异构信息网络

异构网络

同质网络

了解异构网络之前需要先了解什么是同质网络。所谓同质网络即网络中结点都是同一类型主体，链接方式也是相同的。比如论文，论文之间链接为引用，这就构成了一个简单的同质网络。

异构网络

一个异构网络是由多种对象节点与不同类型链接构成的网络，也可看做是多个不同同质网络所结合而成。比如论文，作者，会议，学术名词构成的一个异构网络。

聚类与排序

RankClus

排序与聚类相互加强：更好聚类可从排序中获得，排序范围又从聚类习得

启发式

排序分数可以在不同类型的主体间通过网络进行传播

1、高排名的作者发布高排名论文在排名较高的会议或期刊：

$\vec r_Y(j) = \sum \limits_{i=1}^mW_{YX}(j,i)\vec r_X(i)$

2、顶级会议或期刊吸引高排名作者发高排名论文：

$\vec r_X(i) = \sum \limits_{j=1}^mW_{XY}(i,j)\vec r_Y(j)$

3、作者的排名受与他合作的作者的论文排名影响：

$\vec r_Y(i) = \alpha\sum \limits_{j=1}^mW_{YX}\vec r_X(j)+(1-\alpha)\sum \limits_{j=1}^nW_{YY}(i,j)\vec r_Y(j)$

4、所分析网络领域的其他特性(由于本例基于DBLP，就先用上3个)

[点标注数据集中的记录]

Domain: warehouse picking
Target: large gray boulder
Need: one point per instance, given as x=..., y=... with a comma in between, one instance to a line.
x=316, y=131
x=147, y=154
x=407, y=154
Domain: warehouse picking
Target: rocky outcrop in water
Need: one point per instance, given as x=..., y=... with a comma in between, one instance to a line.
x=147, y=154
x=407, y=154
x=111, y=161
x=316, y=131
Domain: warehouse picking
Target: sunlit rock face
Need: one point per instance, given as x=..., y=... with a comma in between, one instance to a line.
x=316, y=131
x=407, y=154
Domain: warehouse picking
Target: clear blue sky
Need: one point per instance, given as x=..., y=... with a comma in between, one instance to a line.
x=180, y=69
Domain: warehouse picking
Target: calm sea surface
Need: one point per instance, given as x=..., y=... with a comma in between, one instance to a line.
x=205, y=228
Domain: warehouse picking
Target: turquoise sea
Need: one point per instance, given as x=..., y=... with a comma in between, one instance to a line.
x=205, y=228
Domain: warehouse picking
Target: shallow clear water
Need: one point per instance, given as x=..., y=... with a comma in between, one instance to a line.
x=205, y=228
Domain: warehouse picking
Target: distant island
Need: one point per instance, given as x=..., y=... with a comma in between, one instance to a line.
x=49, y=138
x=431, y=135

练习内容.
A - 根据异构信息网络一文，回答：
(i) 在同质网络的例子中，论文之间的链接是什么？
(ii) 文中所举的异构网络由哪些对象构成？
(iii) 第4条启发式提到本例基于什么？
B - 原样照抄异构信息网络一文中介于“了解异构网络之前需要先了解什”与“学术名词构成的一个异构网络。”之间的部分，首尾两处都包括在内。
C - 依据异构信息网络一文，说明本例为什么只先用前三条启发式，不超过三句话。

各题答案.
A -
(i) 引用。
(ii) 论文、作者、会议、学术名词。
(iii) DBLP。

B -
了解异构网络之前需要先了解什么是同质网络。所谓同质网络即网络中结点都是同一类型主体，链接方式也是相同的。比如论文，论文之间链接为引用，这就构成了一个简单的同质网络。

异构网络

一个异构网络是由多种对象节点与不同类型链接构成的网络，也可看做是多个不同同质网络所结合而成。比如论文，作者，会议，学术名词构成的一个异构网络。

C - 本例基于DBLP，所以先只用前三条启发式。第4条“所分析网络领域的其他特性”暂不采用。